_Extract to read_
# I may be headed down a dark path.....



## MKTacop (Jul 19, 2016)

I decided to make a few more knife handles for my brother's-in-law. Then I decided that a nylon sheath just wouldn't do and tried my hand at leather working. After a little experimentation, I made my first custom sheath for the knife I posted a while back.

This past weekend I made the knife handle for one of my BILs, and made a sheath for it as well. Knife handles are Honduran Rosewood.

Reactions: Like 9 | EyeCandy! 4 | Way Cool 5


----------



## Jim Beam (Jul 19, 2016)

Nicely done!

Reactions: Thank You! 1


----------



## Jack "Pappy" Lewis (Jul 19, 2016)

hey hey hey that is cool.... how do you get such a uniform pattern on your stitches?

Reactions: Thank You! 1


----------



## David Van Asperen (Jul 19, 2016)

Awesome and more

Reactions: Thank You! 1


----------



## MKTacop (Jul 19, 2016)

Jack "Pappy" Lewis said:


> hey hey hey that is cool.... how do you get such a uniform pattern on your stitches?



I used the overstitch wheel to mark where the stiches would go, then used an awl to make the intentions a little deeper. I drilled the holes on my drill press then stitched it by hand.

Reactions: Like 1


----------



## Jack "Pappy" Lewis (Jul 19, 2016)

I will have to do that I usually just drill mine out. what did you use for the dye?


----------



## MKTacop (Jul 19, 2016)

Jack "Pappy" Lewis said:


> I will have to do that I usually just drill mine out. what did you use for the dye?

_Records supplied_
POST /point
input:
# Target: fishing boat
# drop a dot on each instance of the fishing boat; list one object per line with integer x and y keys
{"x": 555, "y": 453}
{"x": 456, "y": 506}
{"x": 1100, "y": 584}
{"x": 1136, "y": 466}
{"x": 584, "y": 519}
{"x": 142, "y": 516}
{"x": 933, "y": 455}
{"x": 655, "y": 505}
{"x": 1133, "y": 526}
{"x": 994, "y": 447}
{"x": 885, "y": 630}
==
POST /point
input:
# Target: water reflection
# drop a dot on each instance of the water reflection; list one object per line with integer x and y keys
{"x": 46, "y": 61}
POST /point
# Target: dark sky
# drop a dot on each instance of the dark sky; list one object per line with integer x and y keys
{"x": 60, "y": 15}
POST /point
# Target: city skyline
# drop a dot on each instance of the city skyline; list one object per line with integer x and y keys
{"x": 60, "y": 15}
* * *
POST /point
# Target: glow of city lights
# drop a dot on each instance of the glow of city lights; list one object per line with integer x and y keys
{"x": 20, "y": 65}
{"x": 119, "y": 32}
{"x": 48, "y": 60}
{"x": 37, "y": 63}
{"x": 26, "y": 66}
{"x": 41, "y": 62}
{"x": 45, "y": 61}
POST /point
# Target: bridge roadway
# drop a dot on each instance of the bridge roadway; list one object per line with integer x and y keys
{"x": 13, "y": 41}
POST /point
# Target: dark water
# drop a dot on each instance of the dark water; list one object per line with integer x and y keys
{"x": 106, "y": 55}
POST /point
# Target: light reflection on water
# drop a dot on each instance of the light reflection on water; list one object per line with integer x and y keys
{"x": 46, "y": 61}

_Given instruction 1_
Find each line in the listing that contains the string "boat", and copy those lines out. Treat uppercase and lowercase letters as different.
_Given instruction 2_
Resume the forum thread about making knife handles and leather sheaths, starting after the last line shown.
The forum thread and the listing are unrelated to each other.

_Task response 1_
# Target: fishing boat
# drop a dot on each instance of the fishing boat; list one object per line with integer x and y keys

_Task response 2_
I used Fiebings Dark Brown. I coated the leather then wiped it off with paper towels almost immediately. Now that it's fully dry, it's lighter than it was in those photos.


----------



## Spinartist (Jul 19, 2016)

VERY NICE!!

Reactions: Thank You! 1


----------



## robert flynt (Jul 19, 2016)

Nicely done! If you use acetone to wet shape it will darken the leather when it dries and you can also melt paraffin and clear shoe polish, paraffin and mink oil or even with johnson paste wax, heat your sheaths and apply the hot mix. This will soak in if hot enough and when dry it will give the sheath a nice petina as well as stiffen the sheath.

Reactions: Like 1 | Thank You! 1 | Informative 3


----------



## MKTacop (Jul 19, 2016)

robert flynt said:


> Nicely done! If you use acetone to wet shape it will darken the leather when it dries and you can also melt paraffin and clear shoe polish, paraffin and mink oil or even with johnson paste wax, heat your sheaths and apply the hot mix. This will soak in if hot enough and when dry it will give the sheath a nice petina as well as stiffen the sheath.


Thanks for the good information!


----------



## ironman123 (Jul 19, 2016)

Very, very nice.

Reactions: Thank You! 1


----------



## David Hill (Jul 19, 2016)

Really nice!!
Great---now I'm adding more stuff to my "to do" list.

Reactions: Thank You! 1


----------



## Nature Man (Jul 20, 2016)

Great package! Love the knife & sheath. Chuck

Reactions: Thank You! 1


----------



## NYWoodturner (Jul 20, 2016)

Nice,y done Buddy !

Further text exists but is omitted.